--- begin SOURCE ---

4. The facts of the case, as submitted by the parties, may be summarised as follows.

I. background to the case

5. The applicants were shareholders of Croatia Bank (Croatia banka d.d. – hereinafter “the bank”), a joint-stock company incorporated under Croatian law which has its registered office in Zagreb. The bank was wholly owned by private individuals and companies. The applicants held 17,603 and 158 shares respectively, with a nominal value of 200 Croatian kunas (HRK) each.

6. On 23 February 1999 the Croatian National Bank (Hrvatska narodna banka) adopted a decision appointing a temporary administrator to the bank. Pursuant to the Banks Act, from the date of service of that decision, all powers of the management board, the supervisory board and the shareholders’ general meeting were transferred to the temporary administrator (see paragraph 32 below).

7. Meanwhile, on the basis of an expert report indicating that the bank’s debts largely outweighed its share capital and that it therefore presented a risk to the general stability of financial markets, on 18 June 1999 the Croatian National Bank proposed to the Government of Croatia that the process of recovery (sanacija) and restructuring of the bank be commenced, as provided for by domestic law.

8. In accordance with that proposal, on 23 September 1999 the Government of Croatia adopted a decision on the recovery and restructuring of Croatia Bank (Odluka o sanaciji i restrukturiranju Croatia banke d.d., Zagreb, Official Gazette nos. 98/99 and 53/00 – hereinafter “the Government Decision”). It was published in the Official Gazette on 27 September 1999. As of that date, all shares held by the bank’s shareholders were revoked and cancelled. Following the recovery process, the bank was to issue new shares, all in the name of the State Agency for Deposit Insurance and Bank Resolution (Državna agencija za osiguranja štednih uloga i sanaciju banaka – hereinafter “the DAB”). The powers of the bank’s governing bodies ceased, and the rights of shareholders were extinguished upon entry into force of the Government Decision. The process of recovery and restructuring of the bank was completed on 13 September 2000.

--- end SOURCE ---

• _CHALLENGES_:
a - Copy the part of the records that starts with the line containing "Would you please place a dot on the blonde" and runs through the end of the records, reproducing every line unchanged.
b - Extend the Croatia Bank excerpt, picking up after its final sentence.
The Croatia Bank excerpt and the records are separate, unrelated material.

--- begin GIVEN DATA ---

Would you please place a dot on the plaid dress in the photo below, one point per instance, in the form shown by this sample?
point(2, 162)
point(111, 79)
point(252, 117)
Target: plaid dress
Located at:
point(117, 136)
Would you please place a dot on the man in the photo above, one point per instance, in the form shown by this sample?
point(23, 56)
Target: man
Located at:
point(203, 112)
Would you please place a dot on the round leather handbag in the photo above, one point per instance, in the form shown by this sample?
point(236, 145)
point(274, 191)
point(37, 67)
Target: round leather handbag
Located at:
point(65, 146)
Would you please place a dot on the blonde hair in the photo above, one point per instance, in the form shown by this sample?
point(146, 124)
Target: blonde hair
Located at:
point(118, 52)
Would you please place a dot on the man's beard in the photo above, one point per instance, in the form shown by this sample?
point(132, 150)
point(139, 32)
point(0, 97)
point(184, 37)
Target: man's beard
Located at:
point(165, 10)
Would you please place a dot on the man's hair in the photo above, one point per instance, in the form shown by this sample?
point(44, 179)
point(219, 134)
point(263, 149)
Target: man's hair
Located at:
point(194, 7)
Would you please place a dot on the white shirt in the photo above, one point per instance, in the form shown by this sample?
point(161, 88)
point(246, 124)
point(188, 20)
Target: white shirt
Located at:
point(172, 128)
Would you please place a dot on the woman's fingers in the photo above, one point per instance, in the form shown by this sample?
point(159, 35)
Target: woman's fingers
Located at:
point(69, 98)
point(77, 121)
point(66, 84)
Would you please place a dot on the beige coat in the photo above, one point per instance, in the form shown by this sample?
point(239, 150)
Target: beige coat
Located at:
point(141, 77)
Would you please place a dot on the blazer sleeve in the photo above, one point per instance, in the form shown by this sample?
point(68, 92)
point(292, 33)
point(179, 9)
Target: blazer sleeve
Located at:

--- end GIVEN DATA ---

• _EXERCISE ANSWERS_:
a -
Would you please place a dot on the blonde hair in the photo above, one point per instance, in the form shown by this sample?
point(146, 124)
Target: blonde hair
Located at:
point(118, 52)
Would you please place a dot on the man's beard in the photo above, one point per instance, in the form shown by this sample?
point(132, 150)
point(139, 32)
point(0, 97)
point(184, 37)
Target: man's beard
Located at:
point(165, 10)
Would you please place a dot on the man's hair in the photo above, one point per instance, in the form shown by this sample?
point(44, 179)
point(219, 134)
point(263, 149)
Target: man's hair
Located at:
point(194, 7)
Would you please place a dot on the white shirt in the photo above, one point per instance, in the form shown by this sample?
point(161, 88)
point(246, 124)
point(188, 20)
Target: white shirt
Located at:
point(172, 128)
Would you please place a dot on the woman's fingers in the photo above, one point per instance, in the form shown by this sample?
point(159, 35)
Target: woman's fingers
Located at:
point(69, 98)
point(77, 121)
point(66, 84)
Would you please place a dot on the beige coat in the photo above, one point per instance, in the form shown by this sample?
point(239, 150)
Target: beige coat
Located at:
point(141, 77)
Would you please place a dot on the blazer sleeve in the photo above, one point per instance, in the form shown by this sample?
point(68, 92)
point(292, 33)
point(179, 9)
Target: blazer sleeve
Located at:

b -
9. In 1999 and 2000 five other shareholders of the bank filed four separate petitions for review of the constitutionality and legality (prijedlog za ocjenu ustavnosti i zakonitosti) of the Government Decision. They complained that it violated their constitutional rights as shareholders of the bank. They also argued that the bank had been in good standing and that the Government Decision had therefore been unnecessary.

10. On 30 January 2003 the Constitutional Court (Ustavni sud Republike Hrvatske) discontinued the proceedings because the legislation on which the Government Decision had been based had in the meantime been repealed.

II. Civil proceedings in the first applicant’s case

A. Application no. 46998/15

11. On 2 May 2005 the first applicant’s legal predecessor, the C. company, brought a civil action in the Zagreb Commercial Court (Trgovački sud u Zagrebu) against the bank and the DAB, asking the court to (a) issue a declaratory judgment confirming that the company was still the owner of 17,603 shares, (b) order the DAB to transfer the corresponding number of shares from its portfolio to the company and (c) order the bank to record the company as holder of that number of shares in the bank’s register of shareholders. Alternatively, if the court were to dismiss its main claim, the first applicant’s legal predecessor asked for the bank and the DAB to be held jointly and severally liable to pay HRK 3,520,600 in compensation for the value of the shares the company had been deprived of.

12. During the proceedings, the first applicant’s legal predecessor argued that the Government Decision had been contrary to Article 48 § 1 and Article 49 § 4 of the Constitution, as established by the High Commercial Court (Visoki trgovački sud Republike Hrvatske) in its judgment of 21 December 2004 in another case (see paragraph 32 below).

13. By a judgment of 14 September 2006, the Zagreb Commercial Court dismissed the company’s principal claim without deciding its alternative claim (see paragraph 11 above).

14. By a judgment of 10 February 2010, the High Commercial Court partly dismissed an appeal by the first applicant’s legal predecessor and upheld the first-instance judgment as concerned the principal claim. It however allowed the appeal and remitted the case to the first-instance court in the part concerning the alternative claim.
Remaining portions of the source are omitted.